RECORDS FOR THIS EXERCISE:
▽

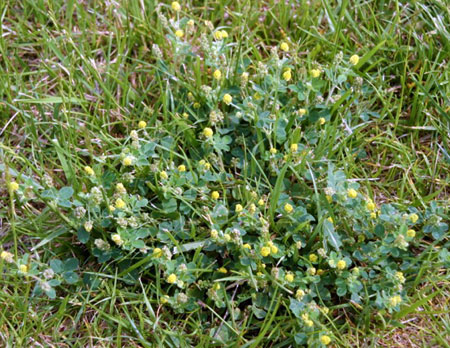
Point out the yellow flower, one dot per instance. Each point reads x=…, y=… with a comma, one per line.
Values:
x=164, y=299
x=315, y=73
x=313, y=258
x=341, y=264
x=325, y=340
x=371, y=205
x=14, y=186
x=411, y=233
x=217, y=74
x=309, y=323
x=89, y=171
x=120, y=204
x=284, y=47
x=208, y=132
x=117, y=239
x=299, y=294
x=301, y=112
x=287, y=75
x=354, y=59
x=157, y=252
x=227, y=99
x=289, y=277
x=288, y=208
x=414, y=218
x=265, y=251
x=214, y=233
x=395, y=300
x=273, y=249
x=127, y=161
x=172, y=278
x=7, y=256
x=352, y=193
x=400, y=277
x=176, y=6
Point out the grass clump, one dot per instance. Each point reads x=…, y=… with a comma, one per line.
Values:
x=205, y=189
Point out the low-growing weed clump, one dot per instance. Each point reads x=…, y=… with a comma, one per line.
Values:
x=230, y=203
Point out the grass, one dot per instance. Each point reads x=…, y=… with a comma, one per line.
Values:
x=76, y=76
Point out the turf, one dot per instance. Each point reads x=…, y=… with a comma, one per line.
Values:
x=77, y=75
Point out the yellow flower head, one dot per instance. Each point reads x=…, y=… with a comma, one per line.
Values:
x=227, y=99
x=217, y=74
x=208, y=132
x=218, y=35
x=172, y=278
x=288, y=208
x=127, y=161
x=325, y=340
x=89, y=171
x=371, y=205
x=315, y=73
x=265, y=251
x=414, y=218
x=352, y=193
x=7, y=256
x=287, y=75
x=341, y=265
x=301, y=112
x=354, y=59
x=284, y=47
x=117, y=239
x=157, y=252
x=289, y=277
x=176, y=6
x=120, y=204
x=411, y=233
x=14, y=186
x=313, y=258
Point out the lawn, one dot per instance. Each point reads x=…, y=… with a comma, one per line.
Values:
x=224, y=173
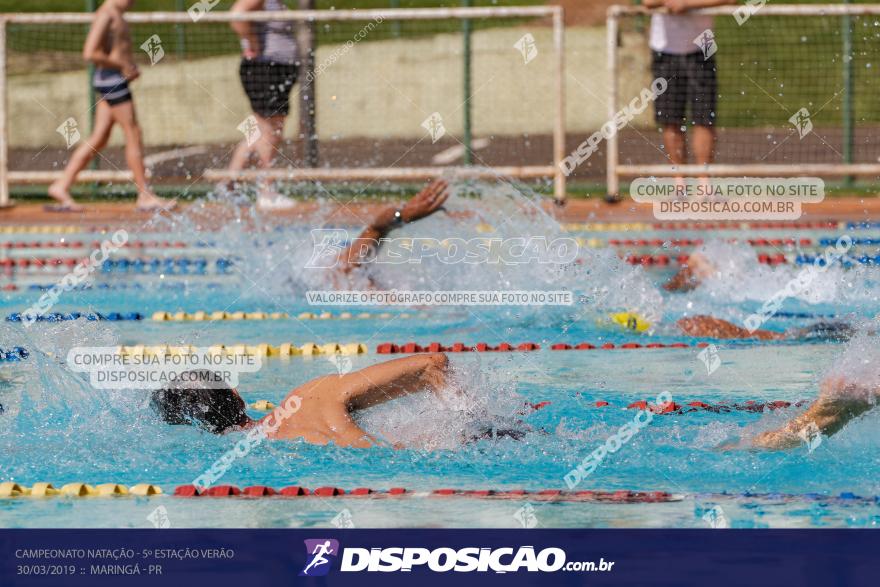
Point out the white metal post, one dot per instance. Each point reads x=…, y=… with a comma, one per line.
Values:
x=4, y=129
x=559, y=127
x=612, y=29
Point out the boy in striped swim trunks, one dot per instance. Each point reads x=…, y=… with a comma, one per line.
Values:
x=268, y=72
x=682, y=54
x=108, y=46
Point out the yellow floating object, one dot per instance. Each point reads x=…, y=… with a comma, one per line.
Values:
x=145, y=489
x=259, y=350
x=159, y=350
x=330, y=348
x=631, y=321
x=43, y=490
x=78, y=490
x=263, y=405
x=310, y=348
x=111, y=489
x=183, y=350
x=354, y=348
x=12, y=489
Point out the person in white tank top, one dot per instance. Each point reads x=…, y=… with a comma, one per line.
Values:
x=682, y=46
x=268, y=72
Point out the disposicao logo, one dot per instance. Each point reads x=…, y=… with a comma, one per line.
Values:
x=321, y=552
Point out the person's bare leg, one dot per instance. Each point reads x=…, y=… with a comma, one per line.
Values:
x=675, y=141
x=840, y=401
x=60, y=188
x=268, y=148
x=268, y=145
x=124, y=115
x=703, y=146
x=240, y=159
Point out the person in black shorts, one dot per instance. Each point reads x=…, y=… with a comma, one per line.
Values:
x=683, y=48
x=108, y=47
x=268, y=72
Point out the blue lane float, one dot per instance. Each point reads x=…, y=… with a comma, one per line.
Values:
x=183, y=266
x=180, y=286
x=14, y=354
x=831, y=241
x=845, y=261
x=91, y=316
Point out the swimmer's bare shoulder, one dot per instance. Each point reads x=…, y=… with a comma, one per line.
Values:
x=326, y=403
x=840, y=401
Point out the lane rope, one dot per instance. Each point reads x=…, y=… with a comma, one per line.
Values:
x=11, y=489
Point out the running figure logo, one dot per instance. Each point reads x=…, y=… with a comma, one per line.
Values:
x=70, y=131
x=317, y=562
x=527, y=47
x=706, y=43
x=153, y=48
x=801, y=121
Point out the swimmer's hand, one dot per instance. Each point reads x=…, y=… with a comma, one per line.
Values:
x=697, y=270
x=131, y=72
x=426, y=202
x=776, y=440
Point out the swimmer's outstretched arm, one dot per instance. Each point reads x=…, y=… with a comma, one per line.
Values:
x=840, y=401
x=718, y=328
x=93, y=49
x=689, y=277
x=423, y=204
x=393, y=379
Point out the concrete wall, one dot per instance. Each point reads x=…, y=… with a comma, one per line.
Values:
x=374, y=89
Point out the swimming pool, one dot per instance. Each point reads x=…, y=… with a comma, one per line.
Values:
x=57, y=429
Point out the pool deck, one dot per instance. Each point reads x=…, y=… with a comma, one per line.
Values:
x=580, y=210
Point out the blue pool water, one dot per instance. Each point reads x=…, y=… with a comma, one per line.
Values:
x=56, y=428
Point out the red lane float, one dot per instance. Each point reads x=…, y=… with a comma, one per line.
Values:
x=695, y=242
x=664, y=260
x=389, y=348
x=698, y=406
x=263, y=491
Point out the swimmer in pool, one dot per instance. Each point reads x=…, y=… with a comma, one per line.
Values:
x=320, y=411
x=108, y=47
x=425, y=203
x=712, y=327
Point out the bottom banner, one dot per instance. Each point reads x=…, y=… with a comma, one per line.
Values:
x=438, y=557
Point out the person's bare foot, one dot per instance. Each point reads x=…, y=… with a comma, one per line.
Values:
x=776, y=440
x=150, y=202
x=65, y=201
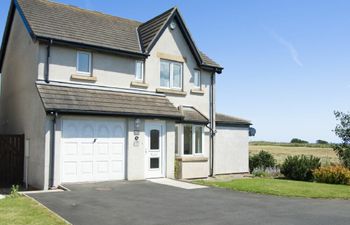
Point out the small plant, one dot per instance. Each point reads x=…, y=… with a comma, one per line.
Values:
x=322, y=142
x=300, y=167
x=14, y=191
x=332, y=175
x=267, y=172
x=261, y=160
x=298, y=141
x=342, y=130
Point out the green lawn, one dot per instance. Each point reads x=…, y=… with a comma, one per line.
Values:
x=24, y=211
x=282, y=187
x=281, y=152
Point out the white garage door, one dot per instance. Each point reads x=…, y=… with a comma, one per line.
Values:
x=92, y=150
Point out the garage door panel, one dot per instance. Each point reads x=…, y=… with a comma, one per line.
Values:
x=117, y=149
x=92, y=150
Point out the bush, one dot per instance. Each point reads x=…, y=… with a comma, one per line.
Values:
x=262, y=160
x=300, y=167
x=332, y=175
x=14, y=191
x=343, y=153
x=298, y=141
x=268, y=172
x=322, y=142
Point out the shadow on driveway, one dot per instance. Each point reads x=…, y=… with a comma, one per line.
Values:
x=146, y=203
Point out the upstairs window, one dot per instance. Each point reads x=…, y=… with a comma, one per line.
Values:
x=139, y=70
x=84, y=62
x=197, y=78
x=193, y=140
x=170, y=74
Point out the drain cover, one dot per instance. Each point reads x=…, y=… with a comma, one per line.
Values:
x=103, y=189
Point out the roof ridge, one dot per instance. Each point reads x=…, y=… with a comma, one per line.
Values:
x=160, y=15
x=77, y=8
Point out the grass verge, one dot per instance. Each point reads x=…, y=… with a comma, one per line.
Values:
x=22, y=210
x=282, y=187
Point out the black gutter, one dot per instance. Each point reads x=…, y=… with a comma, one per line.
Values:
x=47, y=66
x=93, y=47
x=125, y=114
x=6, y=34
x=52, y=151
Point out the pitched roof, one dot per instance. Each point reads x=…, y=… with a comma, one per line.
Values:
x=52, y=20
x=222, y=119
x=192, y=115
x=66, y=99
x=64, y=23
x=149, y=30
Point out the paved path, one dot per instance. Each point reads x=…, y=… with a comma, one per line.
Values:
x=148, y=203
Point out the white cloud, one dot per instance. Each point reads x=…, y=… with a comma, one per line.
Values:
x=289, y=46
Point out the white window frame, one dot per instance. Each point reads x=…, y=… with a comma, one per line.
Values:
x=171, y=70
x=182, y=141
x=199, y=78
x=142, y=70
x=90, y=60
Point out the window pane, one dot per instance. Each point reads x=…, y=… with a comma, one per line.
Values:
x=83, y=62
x=196, y=78
x=176, y=140
x=177, y=75
x=139, y=70
x=154, y=139
x=164, y=74
x=198, y=139
x=188, y=140
x=154, y=163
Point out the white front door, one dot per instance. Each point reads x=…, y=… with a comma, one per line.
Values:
x=92, y=150
x=154, y=152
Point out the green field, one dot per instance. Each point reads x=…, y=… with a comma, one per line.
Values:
x=283, y=187
x=24, y=211
x=281, y=151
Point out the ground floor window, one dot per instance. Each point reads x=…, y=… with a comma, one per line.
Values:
x=190, y=138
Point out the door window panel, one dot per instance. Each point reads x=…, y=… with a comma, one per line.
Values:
x=188, y=140
x=198, y=140
x=154, y=139
x=154, y=163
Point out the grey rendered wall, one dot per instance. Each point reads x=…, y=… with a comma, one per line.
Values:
x=231, y=150
x=22, y=111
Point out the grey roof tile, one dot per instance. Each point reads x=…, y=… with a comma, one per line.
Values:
x=84, y=100
x=192, y=115
x=226, y=119
x=69, y=23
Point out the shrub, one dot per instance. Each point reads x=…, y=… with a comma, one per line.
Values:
x=268, y=172
x=343, y=153
x=14, y=191
x=298, y=141
x=261, y=160
x=300, y=167
x=332, y=175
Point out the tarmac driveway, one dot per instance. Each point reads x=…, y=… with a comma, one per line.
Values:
x=146, y=203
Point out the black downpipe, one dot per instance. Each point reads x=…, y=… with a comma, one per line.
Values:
x=47, y=67
x=52, y=151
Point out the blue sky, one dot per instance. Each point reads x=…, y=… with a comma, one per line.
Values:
x=287, y=63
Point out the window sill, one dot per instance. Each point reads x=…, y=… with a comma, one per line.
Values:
x=138, y=84
x=197, y=92
x=192, y=158
x=171, y=91
x=83, y=77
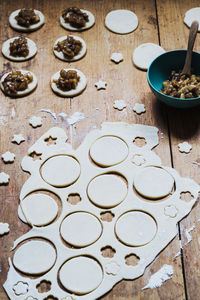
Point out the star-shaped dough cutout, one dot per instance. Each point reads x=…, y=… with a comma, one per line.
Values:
x=18, y=138
x=100, y=85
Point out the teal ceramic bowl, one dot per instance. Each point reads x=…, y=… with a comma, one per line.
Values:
x=161, y=68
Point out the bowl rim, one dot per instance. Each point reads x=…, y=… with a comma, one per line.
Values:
x=162, y=94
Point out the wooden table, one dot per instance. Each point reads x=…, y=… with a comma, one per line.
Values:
x=161, y=22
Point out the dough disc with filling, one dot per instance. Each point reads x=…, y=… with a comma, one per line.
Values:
x=61, y=56
x=121, y=21
x=15, y=25
x=89, y=24
x=80, y=86
x=31, y=46
x=144, y=54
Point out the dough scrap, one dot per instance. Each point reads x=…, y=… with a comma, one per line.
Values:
x=144, y=54
x=121, y=21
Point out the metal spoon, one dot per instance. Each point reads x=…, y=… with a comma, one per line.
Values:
x=192, y=36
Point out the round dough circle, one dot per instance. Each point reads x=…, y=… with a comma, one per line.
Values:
x=61, y=56
x=31, y=86
x=40, y=209
x=31, y=46
x=144, y=54
x=81, y=275
x=80, y=87
x=81, y=229
x=15, y=25
x=34, y=257
x=191, y=15
x=108, y=151
x=135, y=228
x=88, y=25
x=153, y=182
x=121, y=21
x=60, y=170
x=107, y=190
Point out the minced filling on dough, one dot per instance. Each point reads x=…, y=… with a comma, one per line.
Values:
x=68, y=80
x=27, y=17
x=19, y=47
x=16, y=81
x=70, y=47
x=75, y=17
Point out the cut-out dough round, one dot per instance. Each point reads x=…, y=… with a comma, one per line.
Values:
x=80, y=86
x=15, y=25
x=81, y=275
x=135, y=228
x=144, y=54
x=108, y=151
x=81, y=229
x=88, y=25
x=191, y=15
x=34, y=257
x=31, y=46
x=60, y=170
x=61, y=56
x=153, y=182
x=121, y=21
x=107, y=190
x=31, y=86
x=40, y=209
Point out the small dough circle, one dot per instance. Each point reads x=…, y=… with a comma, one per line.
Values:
x=80, y=86
x=121, y=21
x=15, y=25
x=153, y=182
x=144, y=54
x=191, y=15
x=31, y=86
x=81, y=229
x=135, y=228
x=40, y=209
x=31, y=46
x=88, y=25
x=108, y=151
x=61, y=56
x=107, y=190
x=81, y=274
x=34, y=257
x=60, y=170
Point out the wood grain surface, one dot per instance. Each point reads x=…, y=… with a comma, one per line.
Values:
x=160, y=21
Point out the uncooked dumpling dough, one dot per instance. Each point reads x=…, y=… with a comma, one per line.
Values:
x=144, y=54
x=121, y=21
x=81, y=275
x=153, y=182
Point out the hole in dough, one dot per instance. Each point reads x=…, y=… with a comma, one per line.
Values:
x=81, y=274
x=135, y=228
x=107, y=190
x=60, y=170
x=81, y=229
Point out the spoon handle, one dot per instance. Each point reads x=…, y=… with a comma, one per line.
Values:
x=192, y=36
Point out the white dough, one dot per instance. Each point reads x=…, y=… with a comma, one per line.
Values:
x=108, y=151
x=31, y=86
x=34, y=257
x=153, y=182
x=80, y=86
x=81, y=275
x=191, y=15
x=144, y=54
x=15, y=25
x=88, y=25
x=107, y=190
x=60, y=170
x=61, y=56
x=121, y=21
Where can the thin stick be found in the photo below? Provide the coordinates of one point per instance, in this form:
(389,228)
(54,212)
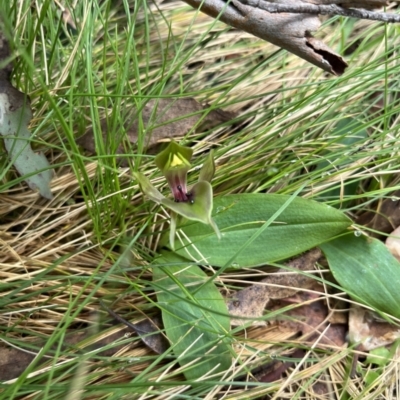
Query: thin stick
(331,9)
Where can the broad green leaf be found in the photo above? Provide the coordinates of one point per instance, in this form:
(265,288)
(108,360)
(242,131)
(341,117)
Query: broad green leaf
(365,268)
(301,225)
(195,316)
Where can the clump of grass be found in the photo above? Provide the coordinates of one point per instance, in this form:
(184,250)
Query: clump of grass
(95,240)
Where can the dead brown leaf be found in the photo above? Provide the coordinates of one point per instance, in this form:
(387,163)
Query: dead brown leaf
(311,319)
(161,119)
(250,303)
(369,331)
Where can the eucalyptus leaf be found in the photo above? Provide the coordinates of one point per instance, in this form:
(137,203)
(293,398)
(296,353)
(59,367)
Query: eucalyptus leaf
(302,225)
(195,316)
(14,120)
(365,268)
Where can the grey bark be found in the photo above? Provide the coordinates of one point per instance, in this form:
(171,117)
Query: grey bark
(289,31)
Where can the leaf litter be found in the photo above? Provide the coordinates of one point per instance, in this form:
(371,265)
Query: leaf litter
(158,120)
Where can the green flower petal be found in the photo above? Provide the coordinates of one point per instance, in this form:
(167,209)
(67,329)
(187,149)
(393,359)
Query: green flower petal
(208,169)
(173,157)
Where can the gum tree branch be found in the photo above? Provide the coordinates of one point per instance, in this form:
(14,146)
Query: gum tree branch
(324,9)
(289,23)
(291,32)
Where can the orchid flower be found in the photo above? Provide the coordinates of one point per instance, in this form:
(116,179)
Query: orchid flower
(195,204)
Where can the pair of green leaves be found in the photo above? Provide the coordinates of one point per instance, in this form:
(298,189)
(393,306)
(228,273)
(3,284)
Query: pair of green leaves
(256,229)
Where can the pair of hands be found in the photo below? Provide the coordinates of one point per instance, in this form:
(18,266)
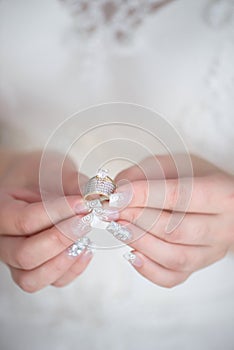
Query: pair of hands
(36,251)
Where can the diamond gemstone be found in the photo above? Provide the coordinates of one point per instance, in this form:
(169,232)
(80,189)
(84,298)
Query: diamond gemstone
(102,173)
(79,246)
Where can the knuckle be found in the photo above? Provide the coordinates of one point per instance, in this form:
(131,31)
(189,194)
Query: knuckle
(58,239)
(24,258)
(178,261)
(174,280)
(26,283)
(23,224)
(172,194)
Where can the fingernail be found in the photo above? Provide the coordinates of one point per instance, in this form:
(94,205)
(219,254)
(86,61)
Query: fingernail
(79,247)
(80,226)
(118,231)
(120,199)
(133,259)
(106,214)
(86,206)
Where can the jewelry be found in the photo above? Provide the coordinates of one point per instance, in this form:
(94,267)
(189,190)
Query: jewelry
(118,231)
(100,186)
(79,246)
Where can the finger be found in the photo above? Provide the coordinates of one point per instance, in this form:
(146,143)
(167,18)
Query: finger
(34,280)
(169,167)
(173,256)
(201,195)
(18,217)
(30,252)
(193,229)
(157,273)
(75,270)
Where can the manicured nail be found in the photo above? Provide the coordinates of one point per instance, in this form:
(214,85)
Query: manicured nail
(80,226)
(133,259)
(107,214)
(79,247)
(118,231)
(87,206)
(120,199)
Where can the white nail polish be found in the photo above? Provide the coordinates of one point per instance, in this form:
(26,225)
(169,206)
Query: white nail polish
(106,214)
(133,259)
(120,199)
(81,226)
(79,246)
(87,206)
(118,231)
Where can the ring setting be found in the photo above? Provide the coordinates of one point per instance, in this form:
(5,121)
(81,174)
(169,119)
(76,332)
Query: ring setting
(100,186)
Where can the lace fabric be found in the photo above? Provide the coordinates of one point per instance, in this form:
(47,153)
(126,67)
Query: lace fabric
(119,18)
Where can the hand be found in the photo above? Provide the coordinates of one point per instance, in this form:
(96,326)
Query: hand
(30,243)
(205,234)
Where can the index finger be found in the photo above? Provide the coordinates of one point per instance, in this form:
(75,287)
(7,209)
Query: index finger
(18,217)
(198,195)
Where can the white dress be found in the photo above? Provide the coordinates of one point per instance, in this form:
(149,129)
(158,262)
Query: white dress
(179,61)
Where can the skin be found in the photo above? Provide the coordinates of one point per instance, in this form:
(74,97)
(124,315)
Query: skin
(31,246)
(205,234)
(35,250)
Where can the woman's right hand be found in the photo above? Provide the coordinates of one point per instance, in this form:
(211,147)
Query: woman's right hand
(34,246)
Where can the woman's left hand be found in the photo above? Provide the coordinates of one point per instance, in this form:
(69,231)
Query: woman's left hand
(205,233)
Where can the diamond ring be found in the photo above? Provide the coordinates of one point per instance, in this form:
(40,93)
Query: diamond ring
(100,186)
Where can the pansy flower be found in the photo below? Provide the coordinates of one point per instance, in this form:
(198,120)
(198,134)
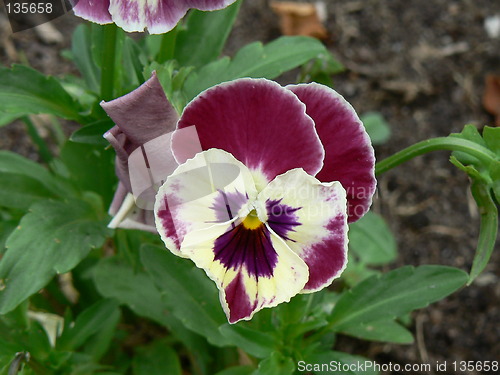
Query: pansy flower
(158,16)
(264,210)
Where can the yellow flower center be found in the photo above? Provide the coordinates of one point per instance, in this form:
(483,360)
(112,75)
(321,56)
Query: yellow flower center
(252,221)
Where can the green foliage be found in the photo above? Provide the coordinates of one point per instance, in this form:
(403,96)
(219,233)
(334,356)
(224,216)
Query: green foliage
(51,239)
(190,295)
(204,35)
(156,359)
(485,188)
(255,60)
(371,240)
(143,310)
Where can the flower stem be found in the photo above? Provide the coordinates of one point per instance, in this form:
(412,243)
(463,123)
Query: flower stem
(435,144)
(43,149)
(108,62)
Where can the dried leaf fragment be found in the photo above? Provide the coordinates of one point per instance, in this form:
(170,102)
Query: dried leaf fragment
(299,19)
(491,97)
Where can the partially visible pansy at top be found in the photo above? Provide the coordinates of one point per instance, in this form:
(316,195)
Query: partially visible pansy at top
(157,16)
(264,208)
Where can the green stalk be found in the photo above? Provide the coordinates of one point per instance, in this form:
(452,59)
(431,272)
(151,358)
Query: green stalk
(43,149)
(435,144)
(108,62)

△

TASK DETAILS: State how many lines of the entries above include the string "panel". The reply is that number alone.

REPLY: 2